§ What this task involves: Reproduce the records below, changing every occurrence of "set-piece analysis" to "scene annotation" and leaving everything else unchanged.

§ Provided entries:
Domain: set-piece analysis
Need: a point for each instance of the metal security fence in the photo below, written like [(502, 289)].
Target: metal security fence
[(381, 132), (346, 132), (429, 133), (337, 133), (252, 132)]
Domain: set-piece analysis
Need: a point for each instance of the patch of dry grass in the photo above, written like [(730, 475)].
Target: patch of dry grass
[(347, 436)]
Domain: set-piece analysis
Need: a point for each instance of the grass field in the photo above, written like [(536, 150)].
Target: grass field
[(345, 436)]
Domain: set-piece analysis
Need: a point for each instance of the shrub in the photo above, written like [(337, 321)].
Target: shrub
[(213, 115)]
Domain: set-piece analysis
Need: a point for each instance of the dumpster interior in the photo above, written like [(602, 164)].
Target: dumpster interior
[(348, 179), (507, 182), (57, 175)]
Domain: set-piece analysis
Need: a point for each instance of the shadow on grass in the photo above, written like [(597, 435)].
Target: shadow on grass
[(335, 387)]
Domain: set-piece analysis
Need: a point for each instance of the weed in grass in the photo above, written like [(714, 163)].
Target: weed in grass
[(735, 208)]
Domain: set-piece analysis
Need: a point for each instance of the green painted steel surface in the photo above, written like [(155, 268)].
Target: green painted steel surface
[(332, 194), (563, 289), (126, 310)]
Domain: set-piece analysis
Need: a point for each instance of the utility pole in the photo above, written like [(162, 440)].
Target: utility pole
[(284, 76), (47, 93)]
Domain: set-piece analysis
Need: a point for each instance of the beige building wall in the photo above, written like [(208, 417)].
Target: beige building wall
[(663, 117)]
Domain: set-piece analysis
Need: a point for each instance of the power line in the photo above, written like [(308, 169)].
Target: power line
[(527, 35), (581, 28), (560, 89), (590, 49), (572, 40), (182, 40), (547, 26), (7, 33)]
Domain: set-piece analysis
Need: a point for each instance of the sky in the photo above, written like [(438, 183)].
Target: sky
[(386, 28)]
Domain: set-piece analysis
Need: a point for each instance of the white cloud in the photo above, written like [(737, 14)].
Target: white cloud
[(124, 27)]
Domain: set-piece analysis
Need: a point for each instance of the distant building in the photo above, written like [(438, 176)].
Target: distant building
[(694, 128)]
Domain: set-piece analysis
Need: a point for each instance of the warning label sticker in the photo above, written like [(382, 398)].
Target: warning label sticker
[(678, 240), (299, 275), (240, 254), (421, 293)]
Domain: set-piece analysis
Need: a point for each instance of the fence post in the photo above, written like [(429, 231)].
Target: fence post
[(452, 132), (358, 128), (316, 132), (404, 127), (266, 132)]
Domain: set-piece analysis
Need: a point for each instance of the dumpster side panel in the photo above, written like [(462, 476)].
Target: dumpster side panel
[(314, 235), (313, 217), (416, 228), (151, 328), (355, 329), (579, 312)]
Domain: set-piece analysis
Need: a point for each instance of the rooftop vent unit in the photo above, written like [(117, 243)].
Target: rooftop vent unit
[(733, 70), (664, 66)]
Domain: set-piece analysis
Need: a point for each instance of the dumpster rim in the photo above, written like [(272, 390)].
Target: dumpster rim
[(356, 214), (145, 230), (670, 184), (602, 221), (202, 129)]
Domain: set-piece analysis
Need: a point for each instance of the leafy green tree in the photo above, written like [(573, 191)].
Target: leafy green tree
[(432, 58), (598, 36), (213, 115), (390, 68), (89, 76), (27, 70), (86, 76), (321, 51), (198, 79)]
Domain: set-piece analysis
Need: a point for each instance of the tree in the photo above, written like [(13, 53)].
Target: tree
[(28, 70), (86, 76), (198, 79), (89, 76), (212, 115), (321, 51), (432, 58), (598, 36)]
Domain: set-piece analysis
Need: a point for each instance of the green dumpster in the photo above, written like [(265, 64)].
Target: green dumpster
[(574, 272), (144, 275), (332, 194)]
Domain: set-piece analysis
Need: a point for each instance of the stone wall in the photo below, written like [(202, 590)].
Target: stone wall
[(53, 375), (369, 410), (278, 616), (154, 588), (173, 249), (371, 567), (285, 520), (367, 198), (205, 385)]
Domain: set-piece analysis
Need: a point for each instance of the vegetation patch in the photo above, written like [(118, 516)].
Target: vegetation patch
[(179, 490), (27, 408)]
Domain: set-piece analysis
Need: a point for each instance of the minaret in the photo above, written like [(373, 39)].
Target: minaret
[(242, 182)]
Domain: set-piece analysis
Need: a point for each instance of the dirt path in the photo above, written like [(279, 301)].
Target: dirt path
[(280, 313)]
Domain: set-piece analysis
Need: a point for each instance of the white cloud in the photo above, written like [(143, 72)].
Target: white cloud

§ Finished task:
Domain: scene annotation
Need: a point for each instance of the metal security fence in the photo below, written like [(502, 289)].
Target: metal security fence
[(381, 132), (346, 132), (429, 133), (337, 133), (252, 132)]
Domain: scene annotation
Need: a point for each instance of the patch of dry grass in the photo above, written like [(730, 475)].
Target: patch of dry grass
[(347, 436)]
Domain: scene annotation
Need: a point for each instance of the grass field in the photo above, written like [(536, 150)].
Target: grass field
[(345, 436)]
Domain: scene annotation
Need: a point for each instance of the shrub in the photo above, written like [(337, 321)].
Target: shrub
[(213, 115)]
Domain: scene annotation
Need: a point for each instance of the dumpster interior in the photo above, written like [(602, 164)].
Target: dumpster interior
[(348, 179), (507, 182), (57, 175)]
Domain: scene annotation
Need: a point for each instance of the shadow on grass in the photo above, written like [(597, 435)].
Target: shadow on grass
[(335, 387)]
Domain: scene annotation
Need: a point for each instance of the weed in grass in the photo above, written like [(714, 163)].
Target: weed in grass
[(735, 208)]
Domain: scene annotation
Need: a point for each instance of the green painted steel surface in the photo above, written like [(155, 268)].
Target: green painted steel surface
[(332, 194), (563, 289), (126, 310)]
Domain: scene annotation
Need: a point for each instance of the utility pole in the photo above, written like [(162, 440)].
Target: utility pole
[(284, 76), (47, 93)]
Domain: scene annotation
Need: a point for each instance of the beige building wall in the photo above, written like [(208, 417)].
Target: beige building wall
[(663, 117)]
Domain: scene annotation
Need: a point for each instance of the power line in the photo above, written like [(308, 169)].
Target: power line
[(527, 35), (581, 28), (560, 89), (590, 49), (572, 40), (182, 40), (547, 26), (7, 33)]
Domain: scene annotation
Need: a point for each instance of the sky in the photo above, written like [(438, 183)].
Target: sky
[(386, 28)]
Domain: scene annotation
Need: a point for each instance of the white cloud in the photo above, written like [(737, 14)].
Target: white cloud
[(124, 27)]
Domain: scene annotation
Need: a point for each instance of the distant building in the photo above, written like [(438, 176)].
Target: distant building
[(694, 128)]
Domain: scene annotation
Need: a point for each instance of the warning label sticker in the photo above, written like [(382, 398)].
Target: warning label sticker
[(678, 240), (299, 275), (240, 254), (421, 293)]
Domain: scene annotation
Need: a point for each instance of the fence post in the photo above, written like [(429, 231)].
Target: fence post
[(452, 132), (358, 128), (316, 132), (404, 127), (266, 132)]
Domain: scene annotation
Need: a point for each instance of the dumpster side panel in the photo above, written like [(462, 476)].
Target: dumpster side panel
[(314, 235), (313, 217), (416, 228), (151, 328), (355, 329), (579, 312)]
Domain: scene annotation
Need: a point for each instance of the rooftop vent unit in the photo above, written like [(117, 243)].
Target: rooftop vent unit
[(733, 70), (664, 66)]
Domain: scene annotation
Need: a point for each instance of the dumpster rim in the photo above, written like [(272, 390)].
Target: dumpster rim
[(356, 214), (145, 230), (670, 184), (602, 221), (202, 129)]
Domain: scene annotation
Need: a point for each instance of the leafy green tree in the photo above, written like [(573, 191)].
Target: leafy green tree
[(432, 58), (598, 36), (213, 115), (390, 68), (89, 76), (27, 70), (86, 76), (321, 51), (198, 79)]
Domain: scene annotation
Need: a point for each instance of the tree in the photo above, written like [(13, 53)].
Target: tree
[(28, 70), (86, 76), (198, 79), (89, 76), (212, 115), (321, 51), (432, 58), (598, 36)]
Domain: scene annotation
Need: a point for each instance of the green dumpster in the photo above, written like [(265, 64)].
Target: green dumpster
[(574, 272), (144, 275), (332, 194)]
Domain: scene annotation
Need: a point for each instance of the stone wall in the photo below, written like [(202, 590)].
Target: stone wall
[(53, 375), (369, 410), (278, 616), (154, 588), (173, 249), (371, 567), (285, 520), (367, 198), (205, 385)]
Domain: scene annotation
Need: a point for each instance of the vegetation patch in the photo above, written like [(118, 516)].
Target: vegetation patch
[(179, 490), (27, 408)]
Domain: scene annotation
Need: a point for each instance of the minaret in the photo above, written like [(373, 39)].
Target: minaret
[(242, 182)]
Domain: scene annotation
Need: a point for each instance of the dirt path in the photo above, written like [(279, 301)].
Target: dirt path
[(280, 313)]
Domain: scene annotation
Need: a point for each instance of the white cloud in the photo above, written like [(143, 72)].
Target: white cloud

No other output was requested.